> _DIRECTION_
Extract all of the entries and set them down verbatim.

> _DATASET ROWS_
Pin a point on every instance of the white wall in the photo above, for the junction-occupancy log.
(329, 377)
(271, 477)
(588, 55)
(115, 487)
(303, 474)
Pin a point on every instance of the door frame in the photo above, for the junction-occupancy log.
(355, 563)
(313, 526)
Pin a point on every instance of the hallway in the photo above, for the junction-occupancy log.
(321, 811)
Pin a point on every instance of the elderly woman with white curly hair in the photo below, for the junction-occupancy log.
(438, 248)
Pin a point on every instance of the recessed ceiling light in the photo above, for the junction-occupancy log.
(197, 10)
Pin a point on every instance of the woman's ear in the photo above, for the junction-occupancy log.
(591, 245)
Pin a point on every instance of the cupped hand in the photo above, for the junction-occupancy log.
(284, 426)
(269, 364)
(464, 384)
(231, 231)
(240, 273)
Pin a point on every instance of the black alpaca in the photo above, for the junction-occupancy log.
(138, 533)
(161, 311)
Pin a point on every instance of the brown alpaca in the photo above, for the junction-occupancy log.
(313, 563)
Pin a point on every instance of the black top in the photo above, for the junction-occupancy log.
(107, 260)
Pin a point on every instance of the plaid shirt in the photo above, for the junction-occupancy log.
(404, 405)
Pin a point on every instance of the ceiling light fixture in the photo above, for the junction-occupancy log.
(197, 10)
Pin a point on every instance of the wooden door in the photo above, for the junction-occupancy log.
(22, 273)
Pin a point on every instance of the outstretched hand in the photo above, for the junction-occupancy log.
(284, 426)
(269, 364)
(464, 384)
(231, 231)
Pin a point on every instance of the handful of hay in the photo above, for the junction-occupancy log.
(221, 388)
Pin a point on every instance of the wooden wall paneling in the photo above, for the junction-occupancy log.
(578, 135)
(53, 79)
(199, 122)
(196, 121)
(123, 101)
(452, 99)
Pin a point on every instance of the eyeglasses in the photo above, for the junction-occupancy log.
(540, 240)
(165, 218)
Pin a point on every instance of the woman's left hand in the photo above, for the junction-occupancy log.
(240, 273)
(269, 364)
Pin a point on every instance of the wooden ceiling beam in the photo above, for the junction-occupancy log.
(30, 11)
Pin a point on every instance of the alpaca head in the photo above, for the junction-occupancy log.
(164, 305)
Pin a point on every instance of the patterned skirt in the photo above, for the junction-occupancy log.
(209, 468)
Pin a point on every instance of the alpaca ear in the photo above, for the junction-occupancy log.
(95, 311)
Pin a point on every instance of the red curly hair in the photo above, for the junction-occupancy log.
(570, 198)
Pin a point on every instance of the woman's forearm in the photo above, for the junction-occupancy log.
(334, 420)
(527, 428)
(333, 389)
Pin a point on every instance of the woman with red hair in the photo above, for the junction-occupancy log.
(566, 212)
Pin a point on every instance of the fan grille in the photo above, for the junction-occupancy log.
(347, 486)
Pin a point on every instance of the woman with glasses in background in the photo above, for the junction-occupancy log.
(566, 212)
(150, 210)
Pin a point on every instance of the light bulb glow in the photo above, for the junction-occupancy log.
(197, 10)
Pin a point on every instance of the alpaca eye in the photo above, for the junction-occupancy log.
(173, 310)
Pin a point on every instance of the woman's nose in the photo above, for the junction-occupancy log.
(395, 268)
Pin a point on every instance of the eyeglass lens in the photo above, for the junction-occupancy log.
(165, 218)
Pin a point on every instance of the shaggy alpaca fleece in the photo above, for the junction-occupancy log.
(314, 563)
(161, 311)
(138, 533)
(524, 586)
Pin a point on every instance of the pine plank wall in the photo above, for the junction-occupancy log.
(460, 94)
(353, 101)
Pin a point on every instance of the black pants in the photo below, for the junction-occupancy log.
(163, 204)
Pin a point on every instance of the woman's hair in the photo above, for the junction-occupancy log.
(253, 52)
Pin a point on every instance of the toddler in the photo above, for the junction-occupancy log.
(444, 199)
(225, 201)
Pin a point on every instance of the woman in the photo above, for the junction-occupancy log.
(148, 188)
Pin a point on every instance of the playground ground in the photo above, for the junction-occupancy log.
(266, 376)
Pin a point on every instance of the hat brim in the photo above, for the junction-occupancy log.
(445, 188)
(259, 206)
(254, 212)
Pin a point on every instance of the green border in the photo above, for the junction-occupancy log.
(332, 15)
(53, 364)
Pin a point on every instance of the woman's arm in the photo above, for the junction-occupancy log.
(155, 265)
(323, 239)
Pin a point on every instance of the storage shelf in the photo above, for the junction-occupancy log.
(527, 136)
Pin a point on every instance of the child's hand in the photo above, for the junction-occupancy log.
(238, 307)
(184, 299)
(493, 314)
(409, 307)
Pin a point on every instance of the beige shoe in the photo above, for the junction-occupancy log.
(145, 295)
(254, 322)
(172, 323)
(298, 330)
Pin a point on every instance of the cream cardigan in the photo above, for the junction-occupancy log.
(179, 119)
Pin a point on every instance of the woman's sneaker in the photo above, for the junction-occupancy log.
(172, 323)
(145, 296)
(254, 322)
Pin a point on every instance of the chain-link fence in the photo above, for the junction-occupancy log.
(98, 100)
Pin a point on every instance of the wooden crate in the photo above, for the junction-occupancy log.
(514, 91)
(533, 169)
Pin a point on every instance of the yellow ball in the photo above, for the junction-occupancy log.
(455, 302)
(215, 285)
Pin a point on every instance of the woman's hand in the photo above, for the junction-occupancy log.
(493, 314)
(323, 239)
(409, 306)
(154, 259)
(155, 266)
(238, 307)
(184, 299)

> _SOLUTION FOR THIS TASK_
Pin a point on every instance of the white wall in the photo above, for the junction-occupancy log.
(329, 377)
(271, 477)
(588, 55)
(115, 487)
(303, 474)
Pin a point on every instance of the door frame in the photo above, for the junction-occupancy log.
(355, 563)
(313, 526)
Pin a point on every instance of the hallway in the photo above, for the junction-occupancy log.
(321, 811)
Pin a point on every instance of the elderly woman with white curly hair in the photo below, for the junction-occupancy log.
(438, 248)
Pin a point on every instance of the recessed ceiling light in the photo above, for the junction-occupancy log.
(197, 10)
Pin a point on every instance of the woman's ear in the photo above, for the junction-occupancy log.
(591, 245)
Pin a point on every instance of the cupped hand in the photo above, for the junction-occupancy log.
(284, 426)
(269, 364)
(464, 384)
(231, 231)
(240, 273)
Pin a point on every instance of the black alpaca in the photo above, for the junction-occupancy log.
(138, 533)
(161, 311)
Pin a point on every instance of the brown alpaca in the photo above, for the junction-occupancy log.
(313, 563)
Pin a point on every instance of the black top in the photo above, for the junction-occupancy log.
(107, 260)
Pin a point on every instance of the plaid shirt in the photo above, for the junction-occupancy log.
(404, 405)
Pin a point on every instance of the ceiling light fixture in the photo above, for the junction-occupancy log.
(197, 10)
Pin a point on every instance of the wooden door in the photo above, for the junction-occupancy log.
(22, 273)
Pin a point on every instance of the outstretched hand in the photo above, for the junction-occupancy log.
(284, 426)
(269, 364)
(464, 384)
(231, 231)
Pin a point on every instance of the handful of hay in the photo above, for the junction-occupancy log.
(221, 388)
Pin a point on every instance of the wooden wall paneling in the photo above, for the junction-occupancy log.
(578, 135)
(53, 79)
(199, 122)
(196, 121)
(123, 101)
(452, 99)
Pin a point on every instance of the eyeglasses in the photo above, for the junction-occupancy log.
(540, 240)
(165, 218)
Pin a point on every instance of the woman's left hand in the photo above, for the junction-occupancy log.
(240, 273)
(269, 364)
Pin a point on every instance of the wooden ceiling beam in the photo above, for the junction-occupancy log.
(30, 11)
Pin a point on every instance of the alpaca head in the photo above, for the junction-occupancy log.
(164, 305)
Pin a point on every instance of the patterned skirt in the photo above, for the junction-occupancy log.
(209, 468)
Pin a point on every instance of the alpaca ear in the photo above, for the junction-occupancy log.
(95, 311)
Pin a point on every instance of the red curly hair in the photo above, for the junction-occupancy log.
(570, 198)
Pin a point on every instance of the woman's forearm in the photo above, for the junction-occupancy log.
(334, 420)
(527, 428)
(333, 389)
Pin a point on every instance of the woman with red hair in the photo above, for the junction-occupancy log.
(566, 212)
Pin a point on every instance of the fan grille in the photo above, for the junction-occupancy log.
(347, 486)
Pin a point on every instance of the woman with glasses in background in the photo above, for the junction-occupancy log.
(566, 212)
(150, 210)
Pin a point on every instance of the light bulb glow in the photo above, for the junction-occupancy log.
(197, 10)
Pin a point on every instance of the alpaca eye in the photo above, for the junction-occupancy log.
(173, 310)
Pin a point on every instance of the woman's nose in the photo above, for the junction-occupancy log.
(395, 268)
Pin a point on every instance of the eyeglass lens in the photo above, for the junction-occupancy log.
(165, 218)
Pin a point on every instance of the shaggy alpaca fleece in the photo above, for the junction-occupancy log.
(314, 563)
(161, 311)
(138, 533)
(524, 586)
Pin a point on every instance of the pine plank wall in the photo above, for the junction-occupancy log.
(460, 94)
(353, 101)
Pin a point on every instance of the black pants in the photo below, for the junction-occupancy log.
(163, 204)
Pin a point on every instance of the woman's hair in the photo above, for the junction-occupancy log.
(253, 52)
Pin a point on every instance of the toddler in the photo above, for the junction-occupancy log.
(444, 199)
(225, 201)
Pin a point on every instance of the woman in the photo above, for the junction-occupancy log.
(148, 188)
Pin a point on every instance of the playground ground in the photo above, for the junction-occupancy log.
(266, 376)
Pin a point on every instance of the hat brim in the photo above, for the junction-occupancy log.
(445, 188)
(259, 206)
(254, 212)
Pin a point on every instance of the green border in the photo above, for the junction-occupancy log.
(332, 15)
(53, 364)
Pin a point on every instance of the woman's arm in the photo above, for the junction-occupancy log.
(155, 265)
(323, 239)
Pin a point on every instance of the storage shelf in the photo above, for the junction-occupancy log.
(527, 136)
Pin a point on every instance of the child's hand in the photo above, for the junction-occupancy log.
(238, 307)
(184, 299)
(493, 314)
(409, 307)
Pin a point on every instance of the beige shoe in the photo above, for the junction-occupancy log.
(145, 295)
(254, 322)
(172, 323)
(298, 330)
Pin a point on every instance of the cream cardigan in the photo above, for the junction-occupancy log.
(179, 119)
Pin a point on every instance of the woman's sneaker in the photo above, for the junction-occupancy log.
(172, 323)
(145, 296)
(254, 322)
Pin a point on every instance of the chain-link fence in the photo above, for the junction-occupancy log.
(98, 100)
Pin a point on every instance of the wooden crate in the photo above, for the junction-occupancy log.
(514, 91)
(533, 169)
Pin a point on every instance of the yellow ball in the photo above, for the junction-occupancy log.
(455, 302)
(215, 285)
Pin a point on every instance of the woman's hand in the photo above, for the junction-occupancy log.
(493, 314)
(323, 239)
(409, 306)
(154, 259)
(155, 266)
(238, 307)
(184, 299)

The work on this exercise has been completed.